● **Provided records**
::::::

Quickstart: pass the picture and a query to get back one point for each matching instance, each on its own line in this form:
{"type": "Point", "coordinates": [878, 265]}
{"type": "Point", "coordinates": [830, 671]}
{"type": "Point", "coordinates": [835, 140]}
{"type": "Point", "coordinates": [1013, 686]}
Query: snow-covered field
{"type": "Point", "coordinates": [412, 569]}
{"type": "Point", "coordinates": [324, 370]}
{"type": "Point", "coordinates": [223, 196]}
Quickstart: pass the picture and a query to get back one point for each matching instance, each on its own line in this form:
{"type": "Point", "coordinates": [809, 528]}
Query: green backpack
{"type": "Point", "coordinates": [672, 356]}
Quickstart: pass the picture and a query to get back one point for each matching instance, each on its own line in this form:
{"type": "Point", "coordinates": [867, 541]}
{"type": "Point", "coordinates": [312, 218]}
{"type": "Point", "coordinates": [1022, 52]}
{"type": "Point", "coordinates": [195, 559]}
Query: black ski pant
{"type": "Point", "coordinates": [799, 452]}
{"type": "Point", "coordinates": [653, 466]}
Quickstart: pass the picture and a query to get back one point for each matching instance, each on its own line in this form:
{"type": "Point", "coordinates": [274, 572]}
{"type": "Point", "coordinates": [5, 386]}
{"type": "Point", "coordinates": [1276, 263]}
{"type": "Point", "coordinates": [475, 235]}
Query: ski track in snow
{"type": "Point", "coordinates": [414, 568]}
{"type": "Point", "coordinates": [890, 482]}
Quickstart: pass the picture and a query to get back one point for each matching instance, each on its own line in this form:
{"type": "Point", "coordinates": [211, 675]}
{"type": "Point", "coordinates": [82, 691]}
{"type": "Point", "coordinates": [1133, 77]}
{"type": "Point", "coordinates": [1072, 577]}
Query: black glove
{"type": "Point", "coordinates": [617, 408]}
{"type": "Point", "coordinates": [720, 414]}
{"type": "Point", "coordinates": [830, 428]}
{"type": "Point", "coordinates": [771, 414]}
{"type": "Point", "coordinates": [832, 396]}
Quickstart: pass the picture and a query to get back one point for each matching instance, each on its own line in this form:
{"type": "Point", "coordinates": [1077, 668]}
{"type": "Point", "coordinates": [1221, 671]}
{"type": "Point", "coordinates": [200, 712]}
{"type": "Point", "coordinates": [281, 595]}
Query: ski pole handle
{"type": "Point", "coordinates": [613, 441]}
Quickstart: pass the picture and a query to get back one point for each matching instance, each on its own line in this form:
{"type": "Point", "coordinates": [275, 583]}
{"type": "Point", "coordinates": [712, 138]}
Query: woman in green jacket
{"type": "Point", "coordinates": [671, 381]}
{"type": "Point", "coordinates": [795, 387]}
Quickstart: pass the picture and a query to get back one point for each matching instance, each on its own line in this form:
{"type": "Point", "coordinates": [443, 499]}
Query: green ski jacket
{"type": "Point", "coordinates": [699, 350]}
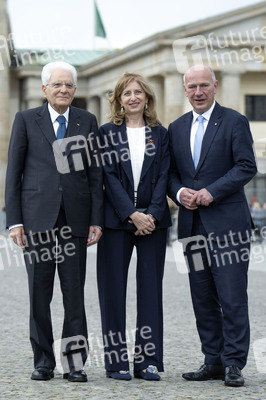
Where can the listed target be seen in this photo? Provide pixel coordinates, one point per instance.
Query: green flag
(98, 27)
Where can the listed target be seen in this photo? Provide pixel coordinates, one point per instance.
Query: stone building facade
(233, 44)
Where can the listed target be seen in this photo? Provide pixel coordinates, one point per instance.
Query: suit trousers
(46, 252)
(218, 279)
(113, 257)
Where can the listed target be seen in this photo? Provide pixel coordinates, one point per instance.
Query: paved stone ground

::::::

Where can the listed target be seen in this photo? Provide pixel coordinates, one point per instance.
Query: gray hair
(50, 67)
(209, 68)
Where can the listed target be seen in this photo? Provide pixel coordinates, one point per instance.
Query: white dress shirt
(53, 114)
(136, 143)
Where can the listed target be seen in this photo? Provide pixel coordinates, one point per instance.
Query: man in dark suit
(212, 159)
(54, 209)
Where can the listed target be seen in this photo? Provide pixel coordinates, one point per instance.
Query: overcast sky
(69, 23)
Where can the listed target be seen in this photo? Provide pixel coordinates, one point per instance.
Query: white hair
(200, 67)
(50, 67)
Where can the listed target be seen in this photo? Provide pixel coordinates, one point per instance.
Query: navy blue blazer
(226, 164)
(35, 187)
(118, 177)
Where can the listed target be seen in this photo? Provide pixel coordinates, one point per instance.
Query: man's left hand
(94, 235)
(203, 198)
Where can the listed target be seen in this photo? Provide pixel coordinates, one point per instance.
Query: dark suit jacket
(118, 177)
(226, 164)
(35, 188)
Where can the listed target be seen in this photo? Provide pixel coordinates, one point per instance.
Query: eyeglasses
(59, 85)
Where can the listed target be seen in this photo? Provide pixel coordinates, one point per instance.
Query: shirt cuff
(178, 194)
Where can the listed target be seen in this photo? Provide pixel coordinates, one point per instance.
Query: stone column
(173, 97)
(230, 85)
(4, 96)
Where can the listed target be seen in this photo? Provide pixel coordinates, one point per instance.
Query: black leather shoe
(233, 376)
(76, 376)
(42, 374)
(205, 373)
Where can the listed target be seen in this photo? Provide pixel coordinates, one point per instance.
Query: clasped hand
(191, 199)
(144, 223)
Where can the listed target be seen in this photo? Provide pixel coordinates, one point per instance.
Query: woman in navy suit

::::::

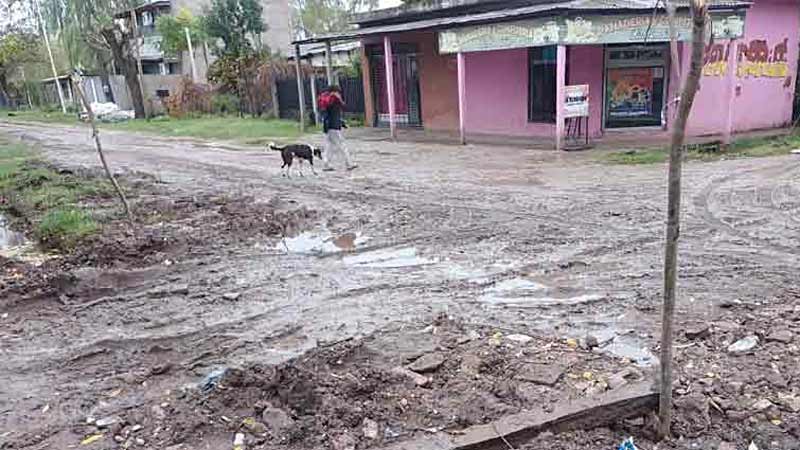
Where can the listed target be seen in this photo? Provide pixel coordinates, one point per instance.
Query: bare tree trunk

::::::

● **Assignment**
Reproduce the data above exactly, but only the lines from the one showing "Query: woman in green jacket" through the one showing "Query: paved stone ground", with both ends kept and the pictures left out.

● **Output of the exercise**
Query: woman in green jacket
{"type": "Point", "coordinates": [671, 381]}
{"type": "Point", "coordinates": [795, 387]}
Quickstart: pass the picture and a query to get back one point for each matching instance, each on its own line in this form:
{"type": "Point", "coordinates": [443, 499]}
Query: green ski jacket
{"type": "Point", "coordinates": [699, 350]}
Where can the listed target be seen in this photo? Provide pixel coordinates, one point per instance.
Query: green flag
(98, 27)
Where can the listed target be seen in this photo? Provide pixel coordinates, one point per instance.
Query: stone building facade
(233, 44)
Where can the listed target be seen in this photo? Provide pixel coordinates, one point per instance.
Query: suit trousers
(46, 252)
(218, 279)
(113, 257)
Where can the listed target be seen in this photo? Provide pixel coordinates, one point per instance.
Query: paved stone ground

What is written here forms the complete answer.